• **Exercise material**
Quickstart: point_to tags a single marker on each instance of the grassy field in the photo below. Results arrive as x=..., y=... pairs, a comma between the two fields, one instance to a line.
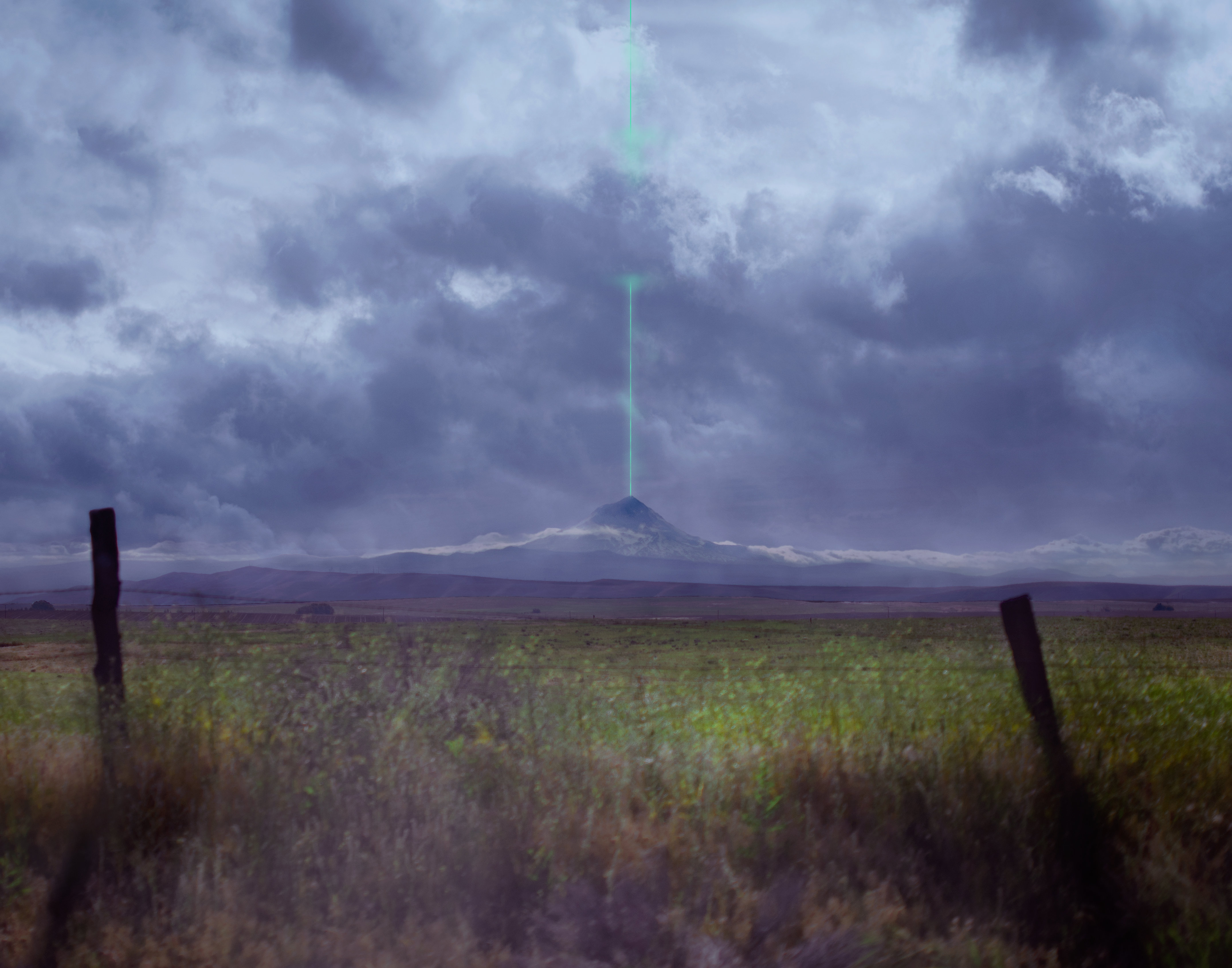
x=577, y=793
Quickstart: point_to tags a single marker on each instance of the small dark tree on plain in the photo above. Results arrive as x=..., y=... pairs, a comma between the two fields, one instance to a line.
x=316, y=609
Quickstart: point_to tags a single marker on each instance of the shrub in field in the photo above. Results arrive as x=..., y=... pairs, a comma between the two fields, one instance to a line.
x=316, y=609
x=490, y=796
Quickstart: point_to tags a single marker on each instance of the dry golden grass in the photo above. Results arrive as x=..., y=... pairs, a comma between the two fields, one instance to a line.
x=613, y=796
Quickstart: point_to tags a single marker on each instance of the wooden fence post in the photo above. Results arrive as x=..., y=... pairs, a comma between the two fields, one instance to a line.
x=1033, y=677
x=109, y=669
x=1082, y=838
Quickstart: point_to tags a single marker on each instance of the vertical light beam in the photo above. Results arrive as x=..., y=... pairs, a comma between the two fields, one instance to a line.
x=631, y=387
x=631, y=279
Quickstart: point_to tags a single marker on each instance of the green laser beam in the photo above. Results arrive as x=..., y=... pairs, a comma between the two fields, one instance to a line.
x=630, y=280
x=631, y=388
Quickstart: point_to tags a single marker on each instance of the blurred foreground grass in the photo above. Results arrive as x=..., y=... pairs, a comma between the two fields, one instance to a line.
x=713, y=795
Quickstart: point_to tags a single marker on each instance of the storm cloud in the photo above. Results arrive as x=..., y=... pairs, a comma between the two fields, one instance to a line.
x=347, y=278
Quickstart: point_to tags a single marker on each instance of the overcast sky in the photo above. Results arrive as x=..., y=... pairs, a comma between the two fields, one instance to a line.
x=343, y=275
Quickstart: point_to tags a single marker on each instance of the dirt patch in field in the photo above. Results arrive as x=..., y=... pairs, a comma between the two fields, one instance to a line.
x=56, y=658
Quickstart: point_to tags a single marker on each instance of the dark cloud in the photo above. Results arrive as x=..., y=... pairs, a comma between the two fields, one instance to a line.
x=979, y=315
x=67, y=286
x=997, y=28
x=126, y=150
x=333, y=36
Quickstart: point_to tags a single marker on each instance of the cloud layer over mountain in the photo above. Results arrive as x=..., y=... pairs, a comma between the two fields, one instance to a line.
x=344, y=276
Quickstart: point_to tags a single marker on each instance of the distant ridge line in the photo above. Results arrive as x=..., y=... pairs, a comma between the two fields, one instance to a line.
x=300, y=587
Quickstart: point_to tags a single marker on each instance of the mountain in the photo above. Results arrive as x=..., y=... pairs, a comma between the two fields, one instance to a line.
x=629, y=528
x=269, y=584
x=624, y=541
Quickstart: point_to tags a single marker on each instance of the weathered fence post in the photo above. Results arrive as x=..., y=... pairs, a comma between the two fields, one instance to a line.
x=1081, y=837
x=109, y=669
x=1033, y=678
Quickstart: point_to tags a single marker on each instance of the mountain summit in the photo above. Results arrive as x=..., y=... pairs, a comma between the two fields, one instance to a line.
x=631, y=529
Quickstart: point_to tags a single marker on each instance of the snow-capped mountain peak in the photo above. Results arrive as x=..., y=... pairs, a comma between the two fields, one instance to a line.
x=631, y=529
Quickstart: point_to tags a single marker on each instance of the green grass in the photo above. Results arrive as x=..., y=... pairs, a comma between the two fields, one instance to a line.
x=720, y=793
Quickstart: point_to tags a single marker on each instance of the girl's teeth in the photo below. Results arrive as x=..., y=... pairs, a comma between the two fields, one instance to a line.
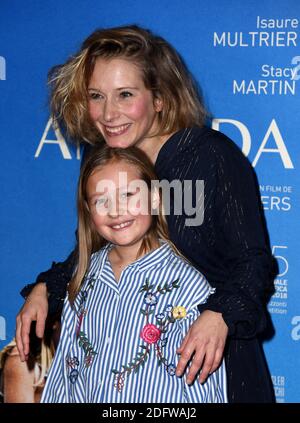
x=122, y=225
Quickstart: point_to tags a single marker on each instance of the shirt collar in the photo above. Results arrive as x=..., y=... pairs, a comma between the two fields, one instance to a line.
x=154, y=258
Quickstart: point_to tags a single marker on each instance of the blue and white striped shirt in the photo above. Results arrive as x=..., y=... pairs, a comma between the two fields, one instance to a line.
x=118, y=342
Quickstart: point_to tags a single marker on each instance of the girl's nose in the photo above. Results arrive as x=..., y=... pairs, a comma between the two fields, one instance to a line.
x=116, y=208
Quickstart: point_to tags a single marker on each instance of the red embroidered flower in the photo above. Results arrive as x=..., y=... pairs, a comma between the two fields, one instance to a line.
x=150, y=333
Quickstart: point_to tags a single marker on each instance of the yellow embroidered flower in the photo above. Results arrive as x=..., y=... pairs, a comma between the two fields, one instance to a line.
x=179, y=312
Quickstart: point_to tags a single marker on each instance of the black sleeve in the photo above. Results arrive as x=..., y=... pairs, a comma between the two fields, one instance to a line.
x=243, y=246
x=60, y=274
x=56, y=279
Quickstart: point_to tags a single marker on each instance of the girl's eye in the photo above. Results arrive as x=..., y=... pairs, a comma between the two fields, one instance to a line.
x=100, y=201
x=125, y=195
x=125, y=94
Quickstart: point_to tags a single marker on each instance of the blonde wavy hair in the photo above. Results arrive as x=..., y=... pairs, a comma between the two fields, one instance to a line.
x=89, y=241
x=163, y=70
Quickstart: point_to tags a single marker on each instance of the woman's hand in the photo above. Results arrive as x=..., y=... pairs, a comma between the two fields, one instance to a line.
x=204, y=342
x=34, y=309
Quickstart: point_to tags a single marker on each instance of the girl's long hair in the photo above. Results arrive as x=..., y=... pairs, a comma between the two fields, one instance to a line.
x=89, y=241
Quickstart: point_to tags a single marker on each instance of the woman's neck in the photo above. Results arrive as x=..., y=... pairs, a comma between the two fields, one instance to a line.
x=152, y=146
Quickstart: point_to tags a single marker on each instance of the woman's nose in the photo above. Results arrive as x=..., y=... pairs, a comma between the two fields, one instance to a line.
x=110, y=111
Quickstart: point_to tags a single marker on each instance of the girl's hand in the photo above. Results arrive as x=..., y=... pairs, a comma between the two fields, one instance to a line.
x=204, y=342
x=34, y=309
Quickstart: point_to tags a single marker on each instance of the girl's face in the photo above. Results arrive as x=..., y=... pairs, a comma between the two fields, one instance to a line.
x=120, y=106
x=120, y=211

• **Task brief**
Copy these records line for line, all of them, leaving the pictures out of your copy.

• **Output**
Quickstart: point_to tags a single marker on each instance of the grassy field in the photo below. Results arrive as x=..., y=... pairs, a comma between the two fields, one instance to a line.
x=577, y=793
Quickstart: point_to tags a single marker on each instance of the small dark tree on plain in the photo above. Results arrive as x=..., y=... pairs, a comma between the two fields, one instance to a line.
x=316, y=609
Quickstart: point_to tags a single marker on each instance of the shrub in field in the photo above. Results arrive as x=..., y=... pairs, a comma between the two fields, one instance to a line.
x=316, y=609
x=490, y=796
Quickstart: point_to tags a single marker on each instance of the dry golden grass in the photo above. Results arrive as x=..., y=... pairs, a comma between the two fields, one instance to a line.
x=613, y=796
Quickstart: point_to tags a single marker on each instance of the wooden fence post in the photo above. Results arrive as x=..., y=... pairs, a comma between the two fields, one instance to a line.
x=1033, y=677
x=109, y=669
x=1082, y=838
Quickstart: point_to tags a single marker on each instance of the vertical light beam in the photo above. Results arrive as x=..., y=... pairs, a comma between the two fields, one instance to a line.
x=631, y=387
x=631, y=279
Quickstart: point_to tags a single marker on each instance of the green laser beam in the photo above. Results arrive as x=..., y=... pairs, a comma between the two fields, one instance to a line.
x=630, y=280
x=631, y=388
Quickstart: point_to tags a single marker on each instance of the blurred foreground grass in the photo above. Results arrive as x=..., y=... pairs, a comma between the two fields, one instance to a line.
x=713, y=795
Quickstart: point_to tags a single marker on each instance of the storm cloud in the photo above. Results arrive as x=..., y=... pairs, a comma between the two fields, one instance to a line.
x=347, y=278
Quickstart: point_to tags a single marker on each instance of the overcast sky in the photo above. Results arrive as x=..., y=... pairs, a comma between the two fields, one instance to a line.
x=343, y=275
Quickstart: point_to tags a single marker on each instance of the dirt patch in field in the photo above. Results arrive as x=..., y=... pairs, a comma between the two fields, one instance to a line.
x=56, y=658
Quickstart: point_to tags a single marker on each instance of the dark cloud in the photo above. Results arrive as x=..., y=... pairs, a comma between the two fields, one instance to a line.
x=979, y=315
x=67, y=286
x=997, y=28
x=126, y=150
x=333, y=36
Quickstart: point_to tags a single marker on each instance of the cloud layer over mountain in the photo above. Results arrive as x=..., y=... pairs, a comma between the two fields, one instance to a line.
x=344, y=276
Quickstart: point_to tags a single marker on each instance of the distant ridge line in the photo above. Results arrive as x=..., y=... pairs, a comma between the two fields, one instance to a line.
x=300, y=587
Quickstart: point_to tags a single marker on each instance of the mountain in the photo above. Results arrive as x=..., y=... pairs, a comma between the two fields, one instance to a line.
x=629, y=528
x=269, y=584
x=624, y=541
Quickstart: point_to tags a single marker on each instance of the weathered fence post in the photo above. Results arrive as x=..., y=... pairs, a comma between the two fields, one instance to a line.
x=1081, y=837
x=109, y=669
x=1033, y=678
Quickstart: point_to tags a single marker on each instance of the mountain summit in the photo above. Results arrive as x=..., y=... pairs, a comma between the two fields, one instance to a line.
x=631, y=529
Quickstart: point_to tags a single marker on each instance of the snow-capped mountain peak in the photo above. Results arrive as x=..., y=... pairs, a comma between the two fields, one instance to a line.
x=631, y=529
Quickstart: point_to tags a single marker on each instance of the green grass in the photo above. Results arrive as x=..., y=... pairs, a comma between the two fields, one instance to a line.
x=720, y=793
Quickstart: point_to tags a single marker on each instance of the girl's teeth in the photo below. Results arrive as x=..., y=... pairs, a comma between the two fields, one instance to a line.
x=122, y=225
Quickstart: point_to tags a single marker on each instance of the shirt collar in the photo above. Results arrive as x=..., y=... pairs, a comma between the two fields, one instance to a line.
x=154, y=258
Quickstart: point_to tags a single marker on each instance of the blue and white striped shirt in the photo above. Results arrive as x=..., y=... pairs, a comma between the two fields, one instance to a line.
x=118, y=342
Quickstart: point_to tags a single marker on each instance of the girl's nose in the photo above. Results arrive as x=..., y=... pairs, a comma between the two fields, one instance to a line.
x=116, y=208
Quickstart: point_to tags a single marker on each instance of the red embroidered flower in the photo above. Results arrive as x=..., y=... pairs, a comma between the two fields, one instance to a line.
x=150, y=333
Quickstart: point_to tags a single marker on each instance of the yellow embroidered flower in the photo above. Results arrive as x=..., y=... pairs, a comma between the two fields, one instance to a line.
x=179, y=312
Quickstart: point_to tags a single marker on each instance of the black sleeve in the photo above. Results arrive as x=..., y=... pairs, a comma between the two fields, one instance to a line.
x=243, y=246
x=60, y=274
x=56, y=279
Quickstart: point_to tags a single marker on each instance of the girl's eye in the photo above. Results arrive as x=..., y=... pairs, a comma between the two fields, one instance to a line.
x=100, y=201
x=125, y=195
x=125, y=94
Quickstart: point_to tags a single marker on each instance of the blonde wavy hair in the photo above. Results arrive as x=..., y=... pairs, a comma between the two fields, one instance to a line.
x=89, y=241
x=163, y=70
Quickstart: point_to tags a single marker on each instance of the woman's hand in the photo above. Results arrive as x=..., y=... pairs, a comma between the two fields, one instance to a line.
x=204, y=342
x=34, y=309
Quickstart: point_to tags a single marker on each instance of the girl's long hair in the photo above. Results arrive as x=..., y=... pairs, a comma between the two fields, one instance to a line.
x=89, y=241
Quickstart: point_to tags a single marker on each instance of the woman's neck in the photo above. Results arrive as x=..., y=... pairs, a comma between the two fields, one instance to a line.
x=152, y=146
Quickstart: point_to tags a single marker on each instance of the woman's nose in the photo above. Results arrive as x=..., y=... pairs, a comma between the two fields, one instance to a line.
x=110, y=111
Quickstart: point_to tags a single marker on each instance of the girl's hand in the photo above. Results arrive as x=..., y=... pairs, a comma between the two fields, one instance to a line.
x=204, y=342
x=34, y=309
Quickstart: point_to tags a single marker on each instance of the girl's face in the photo above. Results arrive as x=..., y=... pairs, a comma between the two fields, one instance to a line.
x=120, y=106
x=120, y=211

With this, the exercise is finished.